• _AIM_
Could you copy out word for word the lines of the items that start at the line containing "Could you please point to the catcher's helmet" and run through the end of the items, both ends included?

• _PROVIDED RECORDS_
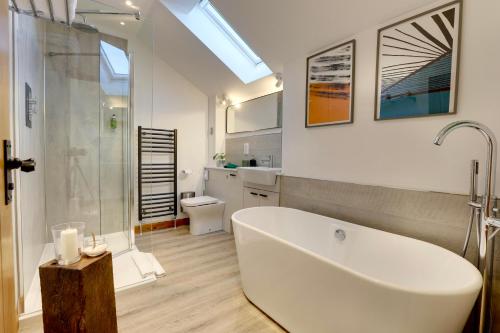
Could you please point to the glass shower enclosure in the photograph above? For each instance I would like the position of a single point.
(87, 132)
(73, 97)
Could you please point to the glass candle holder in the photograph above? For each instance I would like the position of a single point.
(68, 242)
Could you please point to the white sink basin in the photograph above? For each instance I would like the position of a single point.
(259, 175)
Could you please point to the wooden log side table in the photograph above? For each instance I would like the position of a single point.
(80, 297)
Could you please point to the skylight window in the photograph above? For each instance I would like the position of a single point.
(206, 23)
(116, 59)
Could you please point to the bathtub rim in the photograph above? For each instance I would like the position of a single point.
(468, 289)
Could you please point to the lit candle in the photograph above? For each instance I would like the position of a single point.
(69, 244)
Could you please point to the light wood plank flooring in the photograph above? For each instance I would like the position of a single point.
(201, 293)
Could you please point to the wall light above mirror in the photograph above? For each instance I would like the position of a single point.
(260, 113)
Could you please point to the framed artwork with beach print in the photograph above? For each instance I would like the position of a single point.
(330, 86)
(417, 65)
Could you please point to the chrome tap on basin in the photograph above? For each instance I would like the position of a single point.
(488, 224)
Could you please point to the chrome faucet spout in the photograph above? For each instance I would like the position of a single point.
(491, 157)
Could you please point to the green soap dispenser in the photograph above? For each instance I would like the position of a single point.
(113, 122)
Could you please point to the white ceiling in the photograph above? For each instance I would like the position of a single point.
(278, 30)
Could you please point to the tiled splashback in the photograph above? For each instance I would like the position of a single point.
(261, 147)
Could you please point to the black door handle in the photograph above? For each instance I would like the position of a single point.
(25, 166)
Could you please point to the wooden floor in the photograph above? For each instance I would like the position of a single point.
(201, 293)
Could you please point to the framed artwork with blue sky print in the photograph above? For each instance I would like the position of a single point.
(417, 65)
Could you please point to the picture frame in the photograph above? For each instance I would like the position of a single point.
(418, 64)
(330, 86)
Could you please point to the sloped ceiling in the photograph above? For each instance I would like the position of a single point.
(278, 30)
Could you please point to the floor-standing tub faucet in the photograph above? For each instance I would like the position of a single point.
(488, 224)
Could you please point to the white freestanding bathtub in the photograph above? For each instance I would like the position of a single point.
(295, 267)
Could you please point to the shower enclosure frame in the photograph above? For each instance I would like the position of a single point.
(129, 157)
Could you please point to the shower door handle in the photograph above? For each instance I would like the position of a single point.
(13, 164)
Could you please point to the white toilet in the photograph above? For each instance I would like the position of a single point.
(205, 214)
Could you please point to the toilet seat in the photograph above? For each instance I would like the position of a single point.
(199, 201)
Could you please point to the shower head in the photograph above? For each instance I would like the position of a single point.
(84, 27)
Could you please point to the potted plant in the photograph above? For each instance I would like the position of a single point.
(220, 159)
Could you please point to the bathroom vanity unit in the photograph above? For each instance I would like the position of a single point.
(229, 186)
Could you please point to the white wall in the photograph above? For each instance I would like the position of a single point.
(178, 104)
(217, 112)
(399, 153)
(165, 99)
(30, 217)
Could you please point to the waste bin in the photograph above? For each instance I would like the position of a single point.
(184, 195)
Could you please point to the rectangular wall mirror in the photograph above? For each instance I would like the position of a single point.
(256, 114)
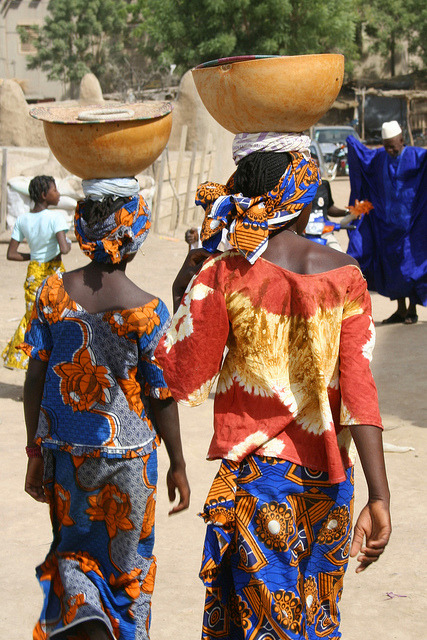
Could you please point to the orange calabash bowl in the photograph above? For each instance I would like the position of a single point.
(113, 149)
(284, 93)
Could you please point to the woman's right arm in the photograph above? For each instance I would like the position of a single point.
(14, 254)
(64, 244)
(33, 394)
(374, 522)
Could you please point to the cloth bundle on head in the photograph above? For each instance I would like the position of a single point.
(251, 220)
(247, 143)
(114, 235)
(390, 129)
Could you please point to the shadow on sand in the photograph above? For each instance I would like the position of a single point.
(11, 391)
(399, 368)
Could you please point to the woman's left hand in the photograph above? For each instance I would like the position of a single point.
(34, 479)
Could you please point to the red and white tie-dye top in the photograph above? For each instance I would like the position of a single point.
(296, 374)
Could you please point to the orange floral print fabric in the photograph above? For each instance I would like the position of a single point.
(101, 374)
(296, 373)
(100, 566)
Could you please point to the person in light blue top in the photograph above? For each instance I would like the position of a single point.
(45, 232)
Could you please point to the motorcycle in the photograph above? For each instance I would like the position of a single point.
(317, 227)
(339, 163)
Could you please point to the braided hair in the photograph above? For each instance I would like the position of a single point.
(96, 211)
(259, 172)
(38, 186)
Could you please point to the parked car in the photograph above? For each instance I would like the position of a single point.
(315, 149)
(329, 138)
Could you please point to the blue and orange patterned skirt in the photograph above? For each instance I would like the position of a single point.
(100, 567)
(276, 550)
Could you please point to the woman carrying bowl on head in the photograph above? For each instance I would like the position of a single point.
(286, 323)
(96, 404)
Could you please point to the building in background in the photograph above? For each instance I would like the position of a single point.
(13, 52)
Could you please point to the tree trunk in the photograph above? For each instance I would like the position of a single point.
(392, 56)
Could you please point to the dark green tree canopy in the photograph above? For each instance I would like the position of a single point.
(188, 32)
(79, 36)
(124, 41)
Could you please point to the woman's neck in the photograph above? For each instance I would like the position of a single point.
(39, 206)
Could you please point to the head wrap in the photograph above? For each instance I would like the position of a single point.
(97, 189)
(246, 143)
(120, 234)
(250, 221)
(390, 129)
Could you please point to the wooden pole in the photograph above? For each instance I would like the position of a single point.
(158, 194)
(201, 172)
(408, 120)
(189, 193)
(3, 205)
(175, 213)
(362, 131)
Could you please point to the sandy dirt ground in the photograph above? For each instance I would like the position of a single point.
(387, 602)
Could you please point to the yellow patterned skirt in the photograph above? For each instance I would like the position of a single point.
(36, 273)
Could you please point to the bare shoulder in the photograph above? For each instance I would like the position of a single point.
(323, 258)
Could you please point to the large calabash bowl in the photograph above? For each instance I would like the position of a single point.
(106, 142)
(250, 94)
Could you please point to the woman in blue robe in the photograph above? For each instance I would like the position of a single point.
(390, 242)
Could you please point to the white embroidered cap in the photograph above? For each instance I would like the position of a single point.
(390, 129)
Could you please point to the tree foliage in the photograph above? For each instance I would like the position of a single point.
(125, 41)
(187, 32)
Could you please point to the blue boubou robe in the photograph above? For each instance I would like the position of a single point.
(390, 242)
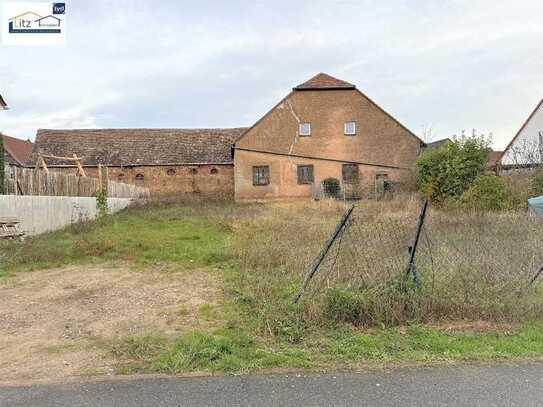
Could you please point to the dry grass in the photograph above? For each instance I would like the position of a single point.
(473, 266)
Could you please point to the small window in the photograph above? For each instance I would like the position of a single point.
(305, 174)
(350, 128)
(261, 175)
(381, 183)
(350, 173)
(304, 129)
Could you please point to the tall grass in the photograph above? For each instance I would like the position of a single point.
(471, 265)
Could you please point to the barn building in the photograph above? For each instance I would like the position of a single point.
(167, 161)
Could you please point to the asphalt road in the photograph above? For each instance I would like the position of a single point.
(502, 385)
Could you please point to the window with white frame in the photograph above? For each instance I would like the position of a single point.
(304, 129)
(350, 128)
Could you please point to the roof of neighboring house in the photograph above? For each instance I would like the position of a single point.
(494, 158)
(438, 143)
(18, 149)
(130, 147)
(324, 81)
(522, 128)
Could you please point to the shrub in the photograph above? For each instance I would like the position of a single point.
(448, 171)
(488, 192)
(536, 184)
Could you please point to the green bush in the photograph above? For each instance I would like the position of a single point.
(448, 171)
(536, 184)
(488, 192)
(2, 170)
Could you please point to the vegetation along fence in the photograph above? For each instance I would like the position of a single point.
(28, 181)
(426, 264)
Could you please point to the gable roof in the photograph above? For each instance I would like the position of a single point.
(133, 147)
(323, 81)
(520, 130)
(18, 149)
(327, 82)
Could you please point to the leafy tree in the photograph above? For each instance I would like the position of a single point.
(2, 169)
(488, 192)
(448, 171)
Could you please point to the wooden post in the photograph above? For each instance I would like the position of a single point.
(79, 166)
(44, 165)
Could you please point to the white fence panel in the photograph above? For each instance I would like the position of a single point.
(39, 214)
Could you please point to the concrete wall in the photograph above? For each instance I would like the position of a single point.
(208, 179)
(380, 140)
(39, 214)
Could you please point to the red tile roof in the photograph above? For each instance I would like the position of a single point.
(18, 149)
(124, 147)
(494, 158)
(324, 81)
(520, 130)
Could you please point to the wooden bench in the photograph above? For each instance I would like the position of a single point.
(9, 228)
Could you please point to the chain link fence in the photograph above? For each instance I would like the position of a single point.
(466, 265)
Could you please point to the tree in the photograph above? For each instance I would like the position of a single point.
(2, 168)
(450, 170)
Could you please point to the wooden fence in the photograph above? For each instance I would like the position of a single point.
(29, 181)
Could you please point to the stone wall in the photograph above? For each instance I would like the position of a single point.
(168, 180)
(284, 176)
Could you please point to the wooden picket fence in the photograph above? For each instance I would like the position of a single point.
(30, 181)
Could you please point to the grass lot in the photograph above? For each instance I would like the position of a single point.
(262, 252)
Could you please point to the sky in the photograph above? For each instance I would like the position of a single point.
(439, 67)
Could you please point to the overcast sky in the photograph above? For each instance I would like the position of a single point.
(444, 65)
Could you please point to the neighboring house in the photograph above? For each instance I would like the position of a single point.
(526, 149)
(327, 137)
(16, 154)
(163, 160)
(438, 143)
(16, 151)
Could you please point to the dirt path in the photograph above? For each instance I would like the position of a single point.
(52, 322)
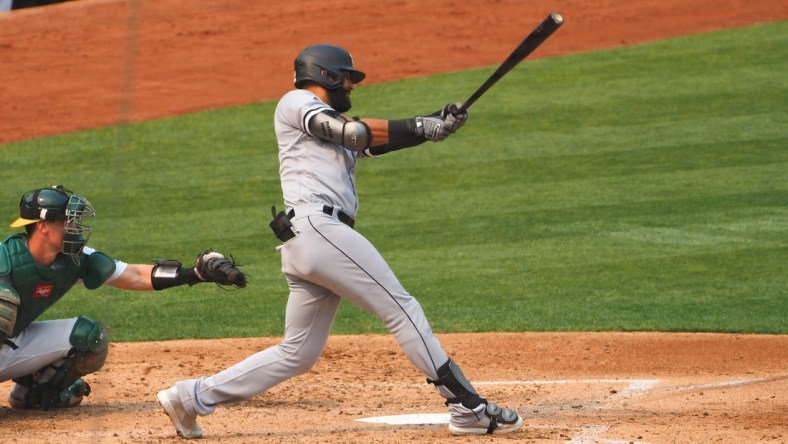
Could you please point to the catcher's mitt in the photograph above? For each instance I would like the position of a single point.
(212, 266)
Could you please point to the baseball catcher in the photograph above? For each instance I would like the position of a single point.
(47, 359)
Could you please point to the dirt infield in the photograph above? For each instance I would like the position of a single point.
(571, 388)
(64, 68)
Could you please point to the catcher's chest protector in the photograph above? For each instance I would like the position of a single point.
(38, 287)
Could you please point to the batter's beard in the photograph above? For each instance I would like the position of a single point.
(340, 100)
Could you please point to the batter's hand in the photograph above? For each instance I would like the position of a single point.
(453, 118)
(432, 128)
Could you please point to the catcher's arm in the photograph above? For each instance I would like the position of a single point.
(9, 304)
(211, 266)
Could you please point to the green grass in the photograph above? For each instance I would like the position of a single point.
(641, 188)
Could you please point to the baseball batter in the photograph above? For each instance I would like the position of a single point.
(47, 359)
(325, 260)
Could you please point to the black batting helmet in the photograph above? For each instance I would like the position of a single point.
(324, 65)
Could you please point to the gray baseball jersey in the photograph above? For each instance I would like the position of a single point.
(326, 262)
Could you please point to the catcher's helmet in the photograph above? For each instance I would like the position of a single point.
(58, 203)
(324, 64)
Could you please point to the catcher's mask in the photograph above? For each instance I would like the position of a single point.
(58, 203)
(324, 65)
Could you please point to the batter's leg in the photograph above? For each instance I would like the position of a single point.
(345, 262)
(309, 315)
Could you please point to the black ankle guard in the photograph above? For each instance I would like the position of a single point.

• _SOLUTION BELOW_
Could you please point to the catcher's helmet in the photograph above? For each instance I would like the position of a single point.
(58, 203)
(324, 64)
Could you please point to the catcher's mask in the photograph above? For each instance I would like the position of a single point.
(58, 203)
(324, 65)
Could you please point to the batter's leg in the photograph above? For each instance I would like the position of a single point.
(345, 262)
(309, 315)
Could you please point to the black ankle guard in the photograph above? For each instance I would like the position of a single point.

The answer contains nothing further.